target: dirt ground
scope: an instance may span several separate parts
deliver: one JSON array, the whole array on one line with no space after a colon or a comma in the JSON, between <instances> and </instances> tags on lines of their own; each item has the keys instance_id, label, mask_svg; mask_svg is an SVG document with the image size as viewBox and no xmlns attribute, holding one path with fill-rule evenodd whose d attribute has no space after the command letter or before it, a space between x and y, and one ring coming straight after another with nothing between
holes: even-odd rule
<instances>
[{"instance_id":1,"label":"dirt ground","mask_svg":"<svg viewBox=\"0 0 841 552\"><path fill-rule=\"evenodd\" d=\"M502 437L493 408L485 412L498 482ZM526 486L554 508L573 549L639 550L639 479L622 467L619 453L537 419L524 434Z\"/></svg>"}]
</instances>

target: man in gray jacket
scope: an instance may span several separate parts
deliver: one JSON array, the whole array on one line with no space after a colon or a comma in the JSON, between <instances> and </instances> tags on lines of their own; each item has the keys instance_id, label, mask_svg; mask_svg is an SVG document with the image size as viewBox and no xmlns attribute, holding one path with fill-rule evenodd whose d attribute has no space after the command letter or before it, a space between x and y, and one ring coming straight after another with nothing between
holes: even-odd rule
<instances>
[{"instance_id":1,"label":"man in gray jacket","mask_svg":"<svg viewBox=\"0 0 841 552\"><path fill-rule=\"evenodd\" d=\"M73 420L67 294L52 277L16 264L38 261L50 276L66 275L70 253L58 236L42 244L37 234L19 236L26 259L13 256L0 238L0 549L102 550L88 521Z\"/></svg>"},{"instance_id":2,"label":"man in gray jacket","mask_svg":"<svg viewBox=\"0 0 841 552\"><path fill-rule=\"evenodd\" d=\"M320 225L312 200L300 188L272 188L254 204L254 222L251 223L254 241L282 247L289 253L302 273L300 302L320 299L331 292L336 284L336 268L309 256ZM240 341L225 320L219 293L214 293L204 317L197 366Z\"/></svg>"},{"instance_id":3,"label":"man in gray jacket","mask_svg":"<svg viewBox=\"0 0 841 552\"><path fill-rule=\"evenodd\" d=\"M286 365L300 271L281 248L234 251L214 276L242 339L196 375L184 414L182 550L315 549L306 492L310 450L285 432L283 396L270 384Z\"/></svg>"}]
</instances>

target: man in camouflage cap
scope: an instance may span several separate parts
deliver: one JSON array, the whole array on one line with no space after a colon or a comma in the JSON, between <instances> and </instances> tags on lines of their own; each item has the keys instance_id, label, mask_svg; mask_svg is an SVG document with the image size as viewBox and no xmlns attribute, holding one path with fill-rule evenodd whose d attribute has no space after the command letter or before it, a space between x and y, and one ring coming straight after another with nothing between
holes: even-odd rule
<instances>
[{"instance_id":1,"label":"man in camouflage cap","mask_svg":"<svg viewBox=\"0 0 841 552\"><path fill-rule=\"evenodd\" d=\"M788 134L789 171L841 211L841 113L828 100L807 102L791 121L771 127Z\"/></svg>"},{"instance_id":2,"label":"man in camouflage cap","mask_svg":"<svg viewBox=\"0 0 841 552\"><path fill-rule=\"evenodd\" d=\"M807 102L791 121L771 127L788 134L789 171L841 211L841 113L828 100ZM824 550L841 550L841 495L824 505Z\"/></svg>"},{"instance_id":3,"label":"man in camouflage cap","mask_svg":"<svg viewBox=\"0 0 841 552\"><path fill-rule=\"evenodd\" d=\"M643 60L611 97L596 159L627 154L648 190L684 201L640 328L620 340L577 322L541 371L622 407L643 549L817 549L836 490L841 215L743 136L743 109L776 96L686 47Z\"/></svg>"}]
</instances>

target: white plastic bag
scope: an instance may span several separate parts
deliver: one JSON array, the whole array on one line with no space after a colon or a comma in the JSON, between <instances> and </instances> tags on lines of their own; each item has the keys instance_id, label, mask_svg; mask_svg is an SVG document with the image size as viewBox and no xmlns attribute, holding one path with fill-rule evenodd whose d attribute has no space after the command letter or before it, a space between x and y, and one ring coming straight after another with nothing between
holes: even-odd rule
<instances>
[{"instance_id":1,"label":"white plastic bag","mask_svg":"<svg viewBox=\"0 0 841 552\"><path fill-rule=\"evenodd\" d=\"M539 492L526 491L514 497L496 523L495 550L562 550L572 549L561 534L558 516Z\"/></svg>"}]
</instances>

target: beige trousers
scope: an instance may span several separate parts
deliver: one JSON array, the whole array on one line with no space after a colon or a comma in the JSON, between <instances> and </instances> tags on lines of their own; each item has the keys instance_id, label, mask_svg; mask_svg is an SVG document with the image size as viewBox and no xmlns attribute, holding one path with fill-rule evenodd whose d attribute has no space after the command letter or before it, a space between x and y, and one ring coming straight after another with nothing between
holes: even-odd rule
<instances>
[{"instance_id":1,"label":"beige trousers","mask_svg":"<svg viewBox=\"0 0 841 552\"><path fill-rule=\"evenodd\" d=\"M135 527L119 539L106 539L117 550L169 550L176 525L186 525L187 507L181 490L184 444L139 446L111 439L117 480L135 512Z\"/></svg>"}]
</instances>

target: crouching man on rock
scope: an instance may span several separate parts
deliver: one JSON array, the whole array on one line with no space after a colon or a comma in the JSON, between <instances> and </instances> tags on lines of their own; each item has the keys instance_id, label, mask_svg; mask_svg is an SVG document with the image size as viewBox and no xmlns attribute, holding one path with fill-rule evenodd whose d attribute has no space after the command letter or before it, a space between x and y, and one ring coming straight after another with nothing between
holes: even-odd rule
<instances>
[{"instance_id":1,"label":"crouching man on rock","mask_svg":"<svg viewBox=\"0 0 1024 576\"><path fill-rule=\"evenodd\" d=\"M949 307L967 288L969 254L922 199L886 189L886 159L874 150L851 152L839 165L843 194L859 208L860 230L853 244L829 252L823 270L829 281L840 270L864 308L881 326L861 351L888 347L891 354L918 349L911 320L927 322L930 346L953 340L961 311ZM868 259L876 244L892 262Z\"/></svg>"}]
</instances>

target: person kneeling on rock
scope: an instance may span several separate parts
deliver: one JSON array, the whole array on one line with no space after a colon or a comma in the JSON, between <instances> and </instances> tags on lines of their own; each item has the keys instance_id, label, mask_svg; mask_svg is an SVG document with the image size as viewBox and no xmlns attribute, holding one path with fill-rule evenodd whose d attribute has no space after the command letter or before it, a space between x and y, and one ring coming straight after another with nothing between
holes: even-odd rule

# # #

_Brief_
Show every line in the records above that contains the word "target". Case counts.

_Completed task_
target: dirt ground
target: man in gray jacket
target: man in camouflage cap
target: white plastic bag
target: beige trousers
target: crouching man on rock
target: person kneeling on rock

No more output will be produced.